## Exercise tasks
- a) Reproduce the part of the XPath commit message starting with "Predicates are classified" and going on through "on the result.".
- b) List the groups into which the XPath commit message classifies predicates.

## Text to read

Commit a6aa43c
authored
Optimize XPath step (#315)
Refactor `step` so that nodeset materialization is deferred. Instead of
building the full nodeset up front and filtering through predicates,
each axis returns a *scan descriptor* (`[generator_name,
generator_argument]`), and `step` picks a scan strategy based on the
predicates' shape.
Predicates are classified into three groups:
| kind | examples | strategy passed to the generator |
|---|---|---|
| position-independent | `[@A="1"]`, `[name()="foo"]`, `[@A=@b]` |
`:uniq` — emit deduplicated matching nodes |
| simple positional | `[N]`, `[position()=N]`, `[position()>N]`,
`[position()<N]` | `[op, value]` — positional scan with one comparison |
| complex / position-dependent | `[position()*@A]`, `[last()-1]`, ... |
`:nodesets` — fall back to per-anchor nodesets + the previous
`evaluate_predicate` pipeline |
Mixed predicate lists are split: position-independent predicates
*before* the first positional predicate are folded into the node test;
predicates *after* it are applied per-node on the result.

## Material
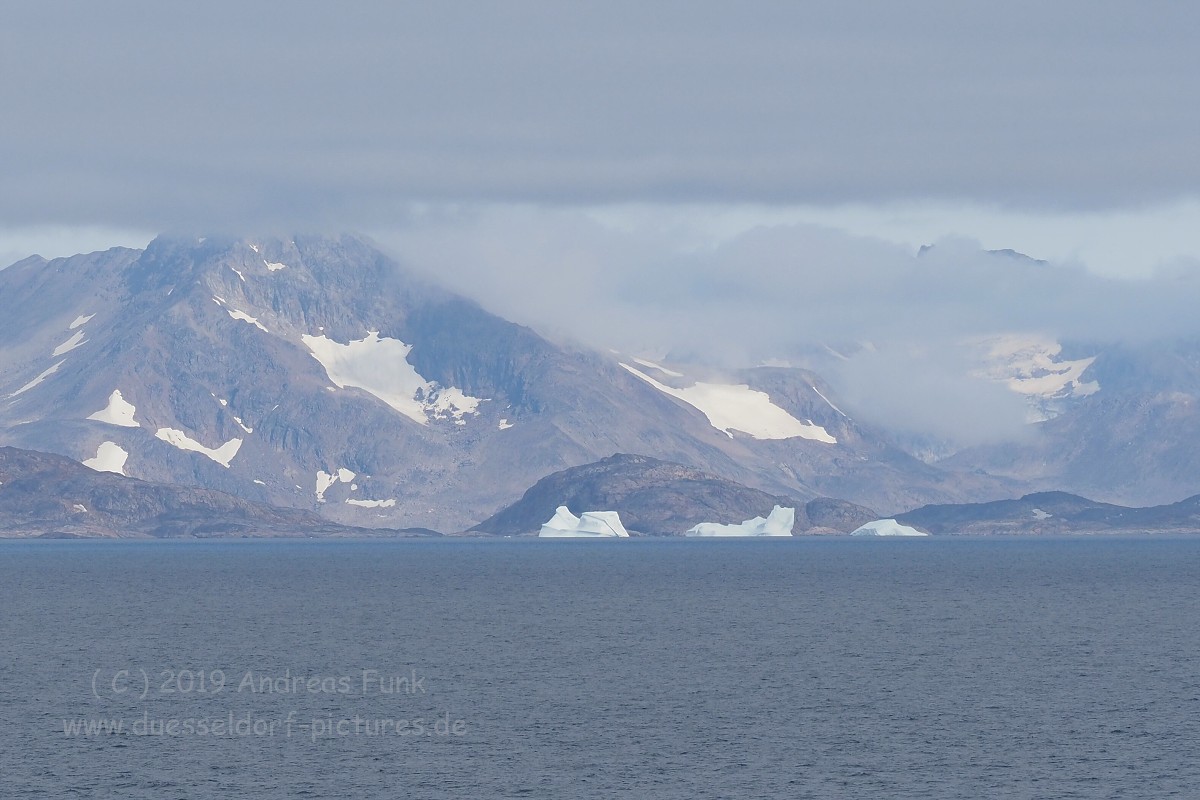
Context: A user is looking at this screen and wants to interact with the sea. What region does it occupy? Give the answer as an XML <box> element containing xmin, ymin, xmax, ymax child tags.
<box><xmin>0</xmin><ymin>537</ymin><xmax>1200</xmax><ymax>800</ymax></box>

## Solutions below
- a)
Predicates are classified into three groups:
| kind | examples | strategy passed to the generator |
|---|---|---|
| position-independent | `[@A="1"]`, `[name()="foo"]`, `[@A=@b]` |
`:uniq` — emit deduplicated matching nodes |
| simple positional | `[N]`, `[position()=N]`, `[position()>N]`,
`[position()<N]` | `[op, value]` — positional scan with one comparison |
| complex / position-dependent | `[position()*@A]`, `[last()-1]`, ... |
`:nodesets` — fall back to per-anchor nodesets + the previous
`evaluate_predicate` pipeline |
Mixed predicate lists are split: position-independent predicates
*before* the first positional predicate are folded into the node test;
predicates *after* it are applied per-node on the result.

- b)
position-independent
simple positional
complex / position-dependent